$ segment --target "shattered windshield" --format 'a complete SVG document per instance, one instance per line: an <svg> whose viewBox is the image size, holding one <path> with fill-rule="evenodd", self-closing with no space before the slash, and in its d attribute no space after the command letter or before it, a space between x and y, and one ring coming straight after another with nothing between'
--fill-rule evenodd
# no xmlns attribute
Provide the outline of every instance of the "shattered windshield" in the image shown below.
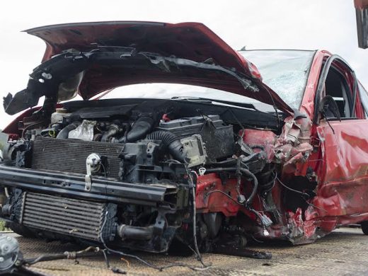
<svg viewBox="0 0 368 276"><path fill-rule="evenodd" d="M240 53L258 69L263 82L299 109L315 51L251 50Z"/></svg>

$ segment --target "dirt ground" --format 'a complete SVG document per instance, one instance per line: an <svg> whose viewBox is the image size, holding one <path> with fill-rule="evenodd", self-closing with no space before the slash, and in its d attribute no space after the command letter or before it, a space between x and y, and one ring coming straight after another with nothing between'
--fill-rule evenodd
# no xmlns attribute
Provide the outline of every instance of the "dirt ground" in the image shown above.
<svg viewBox="0 0 368 276"><path fill-rule="evenodd" d="M45 253L60 253L80 250L80 246L59 242L45 242L18 236L22 252L26 258ZM282 244L253 246L251 249L271 252L271 260L255 260L224 255L204 254L203 260L211 263L210 268L193 271L187 268L171 268L159 272L137 261L117 256L110 256L112 266L116 266L132 275L368 275L368 236L360 229L341 228L318 240L304 246ZM166 255L137 253L141 258L156 265L184 263L199 266L194 257L176 257ZM117 275L106 269L102 256L39 263L32 269L48 275Z"/></svg>

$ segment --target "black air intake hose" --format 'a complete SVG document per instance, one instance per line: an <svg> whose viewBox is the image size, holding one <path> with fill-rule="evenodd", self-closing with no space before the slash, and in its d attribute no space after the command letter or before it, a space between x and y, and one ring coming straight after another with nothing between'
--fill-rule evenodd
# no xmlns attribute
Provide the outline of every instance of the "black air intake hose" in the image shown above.
<svg viewBox="0 0 368 276"><path fill-rule="evenodd" d="M62 130L60 130L60 132L59 132L56 137L56 139L67 139L69 133L71 130L74 130L76 128L77 128L79 125L81 125L81 122L74 122L70 125L68 125Z"/></svg>
<svg viewBox="0 0 368 276"><path fill-rule="evenodd" d="M119 143L133 142L144 138L154 126L154 119L150 117L139 117L126 136L119 139Z"/></svg>
<svg viewBox="0 0 368 276"><path fill-rule="evenodd" d="M183 144L178 136L172 132L163 130L158 130L150 133L146 139L149 140L160 140L168 147L168 152L174 159L183 163L186 163L185 156L183 152Z"/></svg>

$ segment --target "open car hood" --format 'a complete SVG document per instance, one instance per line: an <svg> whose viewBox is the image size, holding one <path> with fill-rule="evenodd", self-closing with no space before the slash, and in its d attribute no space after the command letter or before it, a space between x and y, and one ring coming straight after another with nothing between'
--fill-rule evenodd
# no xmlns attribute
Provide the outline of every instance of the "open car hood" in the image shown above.
<svg viewBox="0 0 368 276"><path fill-rule="evenodd" d="M25 32L42 39L46 51L27 88L4 99L8 114L34 106L42 96L59 93L61 100L61 86L74 85L89 99L115 87L153 82L224 90L292 113L253 64L202 23L84 23ZM12 103L16 98L18 104Z"/></svg>

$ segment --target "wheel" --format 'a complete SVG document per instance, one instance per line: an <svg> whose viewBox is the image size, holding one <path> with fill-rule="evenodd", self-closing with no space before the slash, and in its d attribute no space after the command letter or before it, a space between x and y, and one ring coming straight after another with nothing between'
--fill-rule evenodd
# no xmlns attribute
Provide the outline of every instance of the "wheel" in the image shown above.
<svg viewBox="0 0 368 276"><path fill-rule="evenodd" d="M362 231L364 235L368 235L368 221L362 222L360 225L362 226Z"/></svg>

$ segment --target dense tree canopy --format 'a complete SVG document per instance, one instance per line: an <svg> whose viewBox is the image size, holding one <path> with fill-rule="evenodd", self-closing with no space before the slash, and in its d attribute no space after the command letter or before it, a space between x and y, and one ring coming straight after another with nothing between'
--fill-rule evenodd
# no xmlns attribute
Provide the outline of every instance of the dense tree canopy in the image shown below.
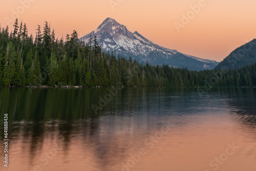
<svg viewBox="0 0 256 171"><path fill-rule="evenodd" d="M256 65L239 70L189 71L163 65L142 65L102 52L97 37L81 41L76 31L65 41L55 38L45 22L34 39L17 19L13 32L0 27L0 86L40 84L85 87L203 87L256 86Z"/></svg>

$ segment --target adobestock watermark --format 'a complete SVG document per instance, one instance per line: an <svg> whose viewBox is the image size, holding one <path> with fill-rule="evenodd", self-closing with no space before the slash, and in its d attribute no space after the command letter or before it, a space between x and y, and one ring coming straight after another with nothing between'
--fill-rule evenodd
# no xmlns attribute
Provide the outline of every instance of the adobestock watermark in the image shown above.
<svg viewBox="0 0 256 171"><path fill-rule="evenodd" d="M113 11L115 11L116 6L119 6L125 0L110 0L109 3Z"/></svg>
<svg viewBox="0 0 256 171"><path fill-rule="evenodd" d="M18 18L20 15L24 13L26 10L30 7L32 3L34 3L36 0L20 0L20 5L16 9L11 9L11 14L10 17L5 16L4 18L5 23L7 25L13 23L16 18Z"/></svg>
<svg viewBox="0 0 256 171"><path fill-rule="evenodd" d="M163 123L160 130L156 132L154 135L150 136L148 138L144 140L143 146L145 145L146 148L141 147L137 153L130 155L128 160L121 163L122 166L119 170L131 170L131 168L135 166L136 164L140 162L141 157L146 155L147 151L153 148L163 138L163 136L170 130L171 127L173 126L173 125L170 123L170 121ZM118 170L116 169L115 171L118 171Z"/></svg>
<svg viewBox="0 0 256 171"><path fill-rule="evenodd" d="M211 0L208 0L211 1ZM180 32L182 28L184 28L190 21L198 14L202 8L207 6L205 0L199 0L197 5L189 6L190 10L187 12L186 14L181 14L181 19L180 22L174 22L174 26L178 33Z"/></svg>
<svg viewBox="0 0 256 171"><path fill-rule="evenodd" d="M256 46L256 41L251 41L252 39L250 39L250 40L248 40L247 39L245 39L245 43L250 42L248 44L248 46L243 46L240 47L239 49L235 53L232 54L232 58L228 58L227 59L227 62L228 65L230 65L231 68L234 68L236 65L238 61L239 61L244 55L244 52L250 52L252 48L254 48ZM203 89L199 88L197 89L198 92L206 92L209 91L212 88L212 87L217 84L219 80L223 78L223 75L227 72L228 69L230 67L228 67L227 66L223 66L221 67L220 71L216 71L214 74L214 76L211 77L208 81L204 80L204 86Z"/></svg>
<svg viewBox="0 0 256 171"><path fill-rule="evenodd" d="M227 144L228 147L226 149L225 153L222 153L218 157L216 157L214 159L210 161L209 165L212 167L212 170L205 170L204 171L216 171L220 168L220 166L223 164L224 162L226 161L229 157L232 155L237 149L239 148L239 146L236 146L234 142L233 142L232 145L230 143Z"/></svg>

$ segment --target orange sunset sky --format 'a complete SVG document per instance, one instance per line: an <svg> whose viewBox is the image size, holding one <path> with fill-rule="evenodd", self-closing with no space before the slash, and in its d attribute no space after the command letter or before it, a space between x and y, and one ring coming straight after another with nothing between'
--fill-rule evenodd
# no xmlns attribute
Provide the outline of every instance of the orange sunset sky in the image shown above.
<svg viewBox="0 0 256 171"><path fill-rule="evenodd" d="M0 0L0 24L12 29L16 17L29 34L51 23L57 37L77 31L79 37L95 30L106 17L132 32L137 31L165 48L220 61L232 50L256 38L255 0ZM28 3L29 2L29 3ZM112 5L111 5L112 4ZM201 4L197 14L190 6ZM24 7L25 6L25 7ZM195 15L193 15L193 13ZM178 32L182 14L189 22Z"/></svg>

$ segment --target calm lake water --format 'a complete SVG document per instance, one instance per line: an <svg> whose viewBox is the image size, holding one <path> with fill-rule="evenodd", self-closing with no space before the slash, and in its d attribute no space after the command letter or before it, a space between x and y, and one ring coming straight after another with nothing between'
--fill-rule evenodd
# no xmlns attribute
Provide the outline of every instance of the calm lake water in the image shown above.
<svg viewBox="0 0 256 171"><path fill-rule="evenodd" d="M1 170L256 170L256 89L0 89Z"/></svg>

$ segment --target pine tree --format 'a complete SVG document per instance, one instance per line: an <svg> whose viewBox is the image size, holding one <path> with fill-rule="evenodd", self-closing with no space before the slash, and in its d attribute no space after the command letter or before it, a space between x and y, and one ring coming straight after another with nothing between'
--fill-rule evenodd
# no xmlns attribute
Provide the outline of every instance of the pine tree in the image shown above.
<svg viewBox="0 0 256 171"><path fill-rule="evenodd" d="M48 68L49 82L50 86L55 86L58 81L58 69L57 66L57 58L55 53L50 58L50 65Z"/></svg>

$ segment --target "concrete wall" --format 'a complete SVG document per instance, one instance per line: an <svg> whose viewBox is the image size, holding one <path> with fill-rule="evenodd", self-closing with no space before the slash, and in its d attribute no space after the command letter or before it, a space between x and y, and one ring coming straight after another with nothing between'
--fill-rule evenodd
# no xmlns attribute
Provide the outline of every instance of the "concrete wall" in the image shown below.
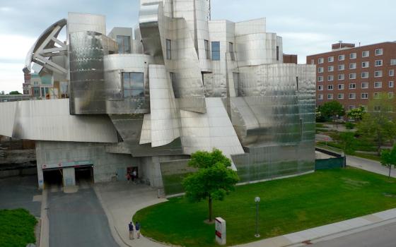
<svg viewBox="0 0 396 247"><path fill-rule="evenodd" d="M128 167L138 167L139 177L148 178L146 169L141 166L140 158L106 152L103 143L37 141L36 155L40 188L44 185L42 165L73 161L92 161L95 183L110 181L117 178L123 180Z"/></svg>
************
#### WRITTEN EXERCISE
Count the lines in the listing above that contain the string "dirt", matching case exactly, and give only the number.

#### ANSWER FOR THE TASK
2